■ Instruction A:
Translate into Spanish this sentence from the text on Amnesty and Nelson Mandela: "While in prison, Mandela faced new charges alongside eight others, which included sabotage and armed struggle against the apartheid government."
■ Instruction B:
In the text on Amnesty and Nelson Mandela, who attended Mandela's 1962 trial as an official observer?
■ Instruction C:
Resume the text on Amnesty's decision about Nelson Mandela, picking up after its final sentence.

When we were founded in 1961 our sole purpose was to work to free prisoners of conscience – those unfairly jailed for peacefully speaking out and criticising the authorities.
In 1962, Nelson Mandela was arrested and charged with inciting workers to strike, and travelling without valid documents. One of our founders, lawyer Sir Louis Blom-Cooper, attended the trial as an official observer and when Mandela was sentenced to five years in jail, he was adopted as a prisoner of conscience.
The Rivonia Trial
While in prison, Mandela faced new charges alongside eight others, which included sabotage and armed struggle against the apartheid government.
The new trial saw all nine, including Mandela, convicted in 1964, and the high level of international attention helped save them from the death penalty. But for Amnesty, our dilemma was one around a core principle - that prisoners of conscience are those who do not use or advocate violence. Would Amnesty continue to declare Nelson Mandela a Prisoner of Conscience?
Deeply difficult decision
Our entire global membership was involved in the debate on how we should proceed. In the end we took the decision to no longer consider Mandela a prisoner of conscience. It was a deeply difficult decision to make. Many members were very distressed by his sentence, but also fundamentally felt that we could not been seen to condone violence.
This decision meant that our membership could not campaign for his automatic release as a non-violent prisoner of conscience.

■ Given data:
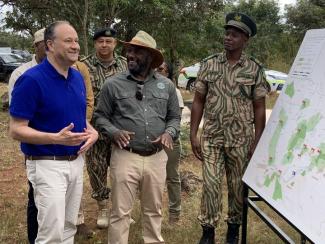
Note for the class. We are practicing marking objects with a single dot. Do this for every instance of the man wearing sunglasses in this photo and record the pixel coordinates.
(138, 109)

■ Task result A:
Mientras estaba en prisión, Mandela enfrentó nuevos cargos junto con otras ocho personas, que incluían sabotaje y lucha armada contra el gobierno del apartheid.

■ Task result B:
Sir Louis Blom-Cooper, a lawyer and one of Amnesty's founders.

■ Task result C:
Commenting on the decision our Secretary-General at the time, Peter Benenson said:
‘We recognize, with great sympathy, that where a Government has shown itself contemptuous of the Rule of Law and impervious to peaceful persuasion, that those to whom it has denied full human rights as set out in the United Nations Declaration, may feel or find themselves forced into a position in which the only road to freedom is violence. Such people, though they cannot qualify for adoption as Prisoners of Conscience within the definition of Amnesty International, can be, and often are, our active concern on humanitarian grounds.’
Continued campaigning
Although we were not able to campaign for the automatic release of Mandela, we did make representation to the authorities in South Africa around the fairness of his trial and his prison conditions, and over the years continued to campaign for many others subjected to unfair trials and torture by the South African apartheid regime.
If Nelson Mandela’s case was to arise today, we would call for him to be released on the grounds that he had not been given a fair trial – an area we have worked on since 1964. Unjust systems cannot deliver just verdicts or sentences, and the apartheid system founded on racism did not give Nelson Mandela a fair trial, nor could it have done.
Ambassador of Conscience
Nelson Mandela acknowledged that we made our decision in good faith and thanked us for our work on behalf of thousands of other South African prisoners and detainees.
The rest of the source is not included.